- _EXTRAIT DE PAGE_:
Dictionnaire de Trévoux/6e édition, 1771/CHAM

La bibliothèque libre.
Jésuites et imprimeurs de Trévoux
(2p. 402-403).
◄  CHALYBÉ
CHAMADE  ►

CHAM. s. m. Cham, Chamus. Prononcez Cam. Cham est l’un des trois fils de Noé qui repeuplèrent la terre après le déluge, & qui fut maudit de son père pour l’avoir insulté d’une manière peu séante, pendant le sommeil que lui causa l’ivresse, dont il est parlé dans la Genese, IX. Il étoit l’aîné des deux autres : Sem est appelé l’aîné de Japhet seul, non pas de Japhet & de Cham, Gen. X, 21. Et parce que Noé eut l’un de ses trois fils à 500 ans, ce ne fut point Sem, car il ne naquit que l’an 502 de son père Noé, puisqu’il n’avoit que 100 ans, deux ans après le déluge, qui arriva la 609e année de Noé, Gen. XI, 10. Ce fut encore moins Japhet, puisqu’il étoit cadet de Sem. Il faut donc que Cham ait été l’aîné des trois. Sa postérité occupa l’Afrique, l’Egypte, l’Arabie heureuse & la Palestine, ou terre de Chanaan, & régna même à Babylone, comme on le voit par les noms des peuples qui les habiterent, & qui sont les enfans de Cham, Gen. X, 6, 7, 8. L’Egypte même est appelée dans l’Ecriture, les Tentes de Cham, Ps. LXXVII, 51 ; & Terre de Cham, Ps. CIV, 23, 27, CV, 22 ; & dans Plutarque Chemie. De-là encore, selon Bochart, Phaleg, L. IV, c. 1, les noms de Chemmis, Psochemmis, Psittachemmis, donnés à des cantons ou contrées d’Egypte. De-là les noms d’Hammon ; & celui d’Ἡρμοχύμιος, dans Etienne de Byzance. Le P. Lubin s’est trompé, quand il a cru que la terre de Cham dans les Pseaumes n’étoit que la terre de Gessen, petite partie de l’Egypte où habitèrent les Israëlites. C’est toute l’Egypte. Voyez de Muis, Piscator, Gejerus & Bochart, à l’endroit cité ; & en effet David, Ps. CIV, 23, prend ces deux mots מצרים, Egypte, & ארץ חם, Terre de Cham, comme synonymes. Le prétendu Bérose dit que Cham est le même que Zoroastre, l’inventeur de la Magie. L’Arabe Abenephius dit que c’est aussi l’Osiris des Egyptiens, & le feu que les Perses adoroient. Voyez le P. Kirker, Œdip. Ægypt. Tom. I, p. 84.

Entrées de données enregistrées
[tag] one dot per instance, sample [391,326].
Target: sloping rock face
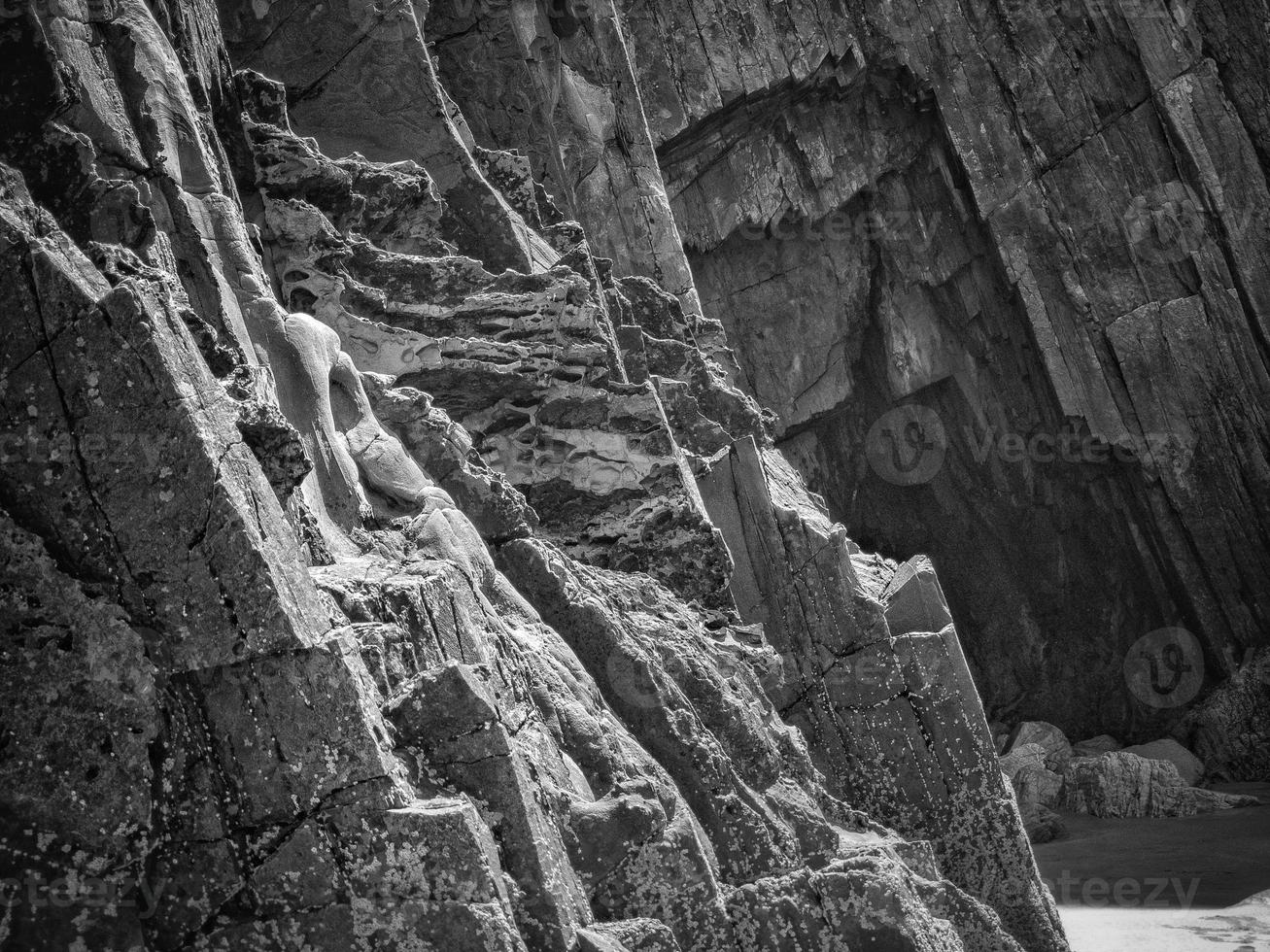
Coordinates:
[997,269]
[383,569]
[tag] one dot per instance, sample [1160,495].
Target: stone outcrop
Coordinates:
[1099,778]
[384,569]
[981,329]
[1125,785]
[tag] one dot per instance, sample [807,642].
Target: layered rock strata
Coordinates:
[385,570]
[997,270]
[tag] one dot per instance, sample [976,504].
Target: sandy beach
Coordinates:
[1199,884]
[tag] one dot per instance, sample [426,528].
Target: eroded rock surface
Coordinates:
[393,561]
[1037,232]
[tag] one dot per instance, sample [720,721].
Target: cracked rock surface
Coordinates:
[394,553]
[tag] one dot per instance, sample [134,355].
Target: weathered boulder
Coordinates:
[1125,785]
[1190,768]
[1231,729]
[1101,744]
[1049,737]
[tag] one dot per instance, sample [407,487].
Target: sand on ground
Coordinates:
[1198,884]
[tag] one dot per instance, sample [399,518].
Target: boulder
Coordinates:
[1124,785]
[1043,824]
[1038,785]
[1101,744]
[1189,766]
[1020,758]
[1058,749]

- _VOTRE TÂCHE_: D'après l'article sur Cham, en quelle année de Noé le déluge arriva-t-il ? Vous n'avez pas besoin des entrées.

- _CORRIGÉ_: Le déluge arriva la 609e année de Noé.